Aim -
Can you write out every line of the listing below word for word?

Position annotation listing -
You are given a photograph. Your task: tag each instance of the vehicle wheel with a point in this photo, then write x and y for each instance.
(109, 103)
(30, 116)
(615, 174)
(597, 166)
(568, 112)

Solution to this problem -
You are given a photograph. Your task: tag each instance of the vehicle wheel with a point in this photo, then write x and y for each instance.
(109, 103)
(30, 116)
(615, 174)
(597, 166)
(568, 112)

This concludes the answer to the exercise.